» **EXERCISE GOAL**:
For every entry below, give an exact repeat and leave out the pictures.

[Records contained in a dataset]
____________

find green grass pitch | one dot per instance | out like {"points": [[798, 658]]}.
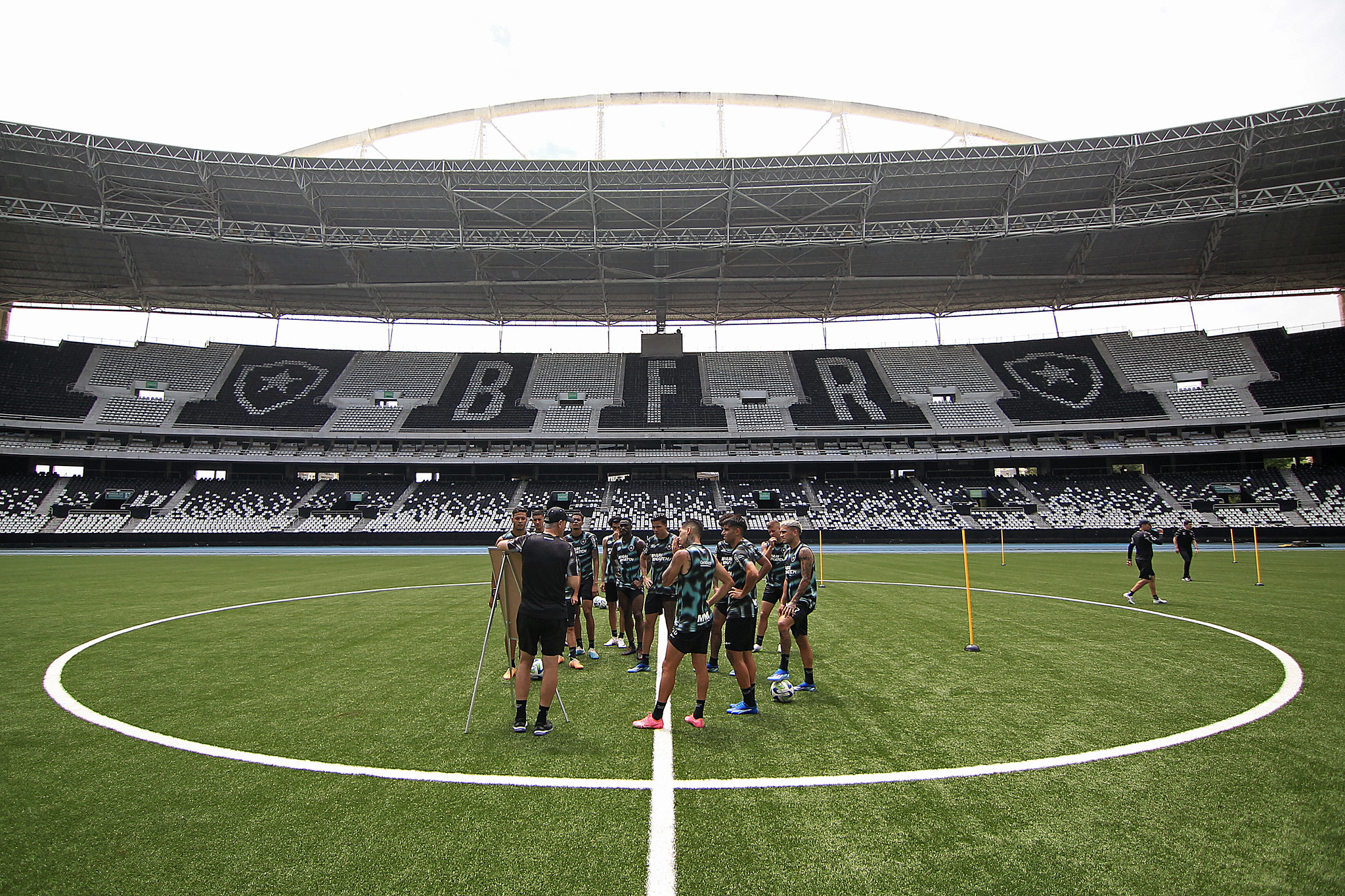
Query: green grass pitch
{"points": [[384, 680]]}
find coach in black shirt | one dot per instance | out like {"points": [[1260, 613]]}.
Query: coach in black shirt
{"points": [[550, 582]]}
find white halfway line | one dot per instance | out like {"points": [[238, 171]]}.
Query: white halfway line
{"points": [[1290, 687], [662, 878]]}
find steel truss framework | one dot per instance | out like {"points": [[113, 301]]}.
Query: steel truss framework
{"points": [[1247, 203]]}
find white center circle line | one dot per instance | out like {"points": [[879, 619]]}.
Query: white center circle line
{"points": [[1290, 687]]}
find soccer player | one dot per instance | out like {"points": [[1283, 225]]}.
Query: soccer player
{"points": [[550, 571], [1142, 550], [585, 551], [608, 585], [778, 553], [741, 559], [658, 597], [694, 572], [518, 527], [631, 563], [1184, 543], [797, 605]]}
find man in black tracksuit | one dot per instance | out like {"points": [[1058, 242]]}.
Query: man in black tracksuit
{"points": [[1184, 542], [1142, 551]]}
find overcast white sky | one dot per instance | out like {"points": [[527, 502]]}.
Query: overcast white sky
{"points": [[269, 77]]}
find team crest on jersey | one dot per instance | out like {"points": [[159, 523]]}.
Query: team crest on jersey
{"points": [[1072, 381], [263, 389]]}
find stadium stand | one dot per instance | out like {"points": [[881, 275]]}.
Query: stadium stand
{"points": [[1156, 359], [1208, 402], [728, 373], [663, 393], [215, 505], [181, 368], [472, 505], [19, 500], [678, 499], [914, 371], [148, 413], [877, 504], [845, 390], [483, 393], [413, 375], [38, 379], [272, 389], [1310, 368], [1116, 501], [1063, 379]]}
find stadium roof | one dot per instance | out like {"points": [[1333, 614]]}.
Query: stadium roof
{"points": [[1251, 203]]}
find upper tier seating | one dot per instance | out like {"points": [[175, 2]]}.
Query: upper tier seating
{"points": [[845, 390], [121, 410], [595, 375], [482, 394], [663, 394], [272, 389], [726, 373], [917, 368], [412, 373], [1328, 486], [1116, 501], [1063, 379], [1208, 402], [1155, 359], [677, 499], [879, 504], [37, 378], [181, 368], [215, 505], [474, 505], [1310, 367]]}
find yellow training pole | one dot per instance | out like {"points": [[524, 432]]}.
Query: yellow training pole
{"points": [[966, 568], [822, 578], [1256, 548]]}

____________

» **RESPONSE TO THE TASK**:
find green grass pitch | one dot per instance | out like {"points": [[798, 658]]}.
Query: green grass pitch
{"points": [[384, 680]]}
find coach in black shirt | one dot per instance | out like {"points": [[1260, 613]]}.
Query: coach in black shirt
{"points": [[550, 582]]}
find white halfway line | one dot per instance | out like {"points": [[238, 171]]}.
Query: white halfway line
{"points": [[1290, 687], [662, 878]]}
find steel truss framework | one dot per instance | out like {"points": [[113, 301]]}.
Query: steel truss framework
{"points": [[1247, 203]]}
find white center circle line | one dot per instance | out like {"points": [[879, 619]]}.
Query: white center circle line
{"points": [[1290, 687]]}
find soccer player | one dot per instance | out like {"points": [[1283, 225]]}.
Query: soccer player
{"points": [[550, 571], [1142, 550], [585, 551], [608, 585], [778, 553], [741, 559], [658, 597], [694, 572], [518, 527], [631, 563], [1184, 543], [797, 605]]}
find man in black tracksuit | one dot per instance | out like {"points": [[1058, 242]]}.
Query: man in black tracksuit
{"points": [[1184, 542], [1142, 551]]}
find overcast white sky | one dot per instance | out like {"points": [[527, 502]]}.
Query: overcast white sky
{"points": [[269, 77]]}
find team crest on jersey | one dot per instance | out like {"points": [[159, 523]]}.
Query: team crest on jersey
{"points": [[1072, 381], [263, 389]]}
find stadium stand | one dot per instance | out like {"points": [[881, 275]]}.
Query: stadium stand
{"points": [[1156, 359], [1208, 402], [728, 373], [663, 393], [215, 505], [181, 368], [472, 505], [19, 500], [678, 499], [914, 371], [148, 413], [877, 504], [845, 390], [483, 393], [413, 375], [38, 379], [272, 389], [1310, 368], [1116, 501], [1063, 379]]}
find stadium roof | one dot per instance | out like {"points": [[1333, 614]]}.
Query: stadium roof
{"points": [[1251, 203]]}
find upper tier seating | one dot per instance | out like {"points": [[175, 2]]}.
Query: upper tier seating
{"points": [[845, 390], [121, 410], [595, 375], [482, 394], [663, 394], [272, 389], [726, 373], [917, 368], [412, 373], [1328, 486], [1116, 501], [1063, 379], [1208, 402], [1155, 359], [677, 499], [879, 504], [37, 378], [181, 368], [215, 505], [474, 505], [1310, 367]]}
find yellow training pole | one dot per instance | out like {"points": [[524, 432]]}.
Query: yellow training pole
{"points": [[966, 568], [822, 578], [1256, 548]]}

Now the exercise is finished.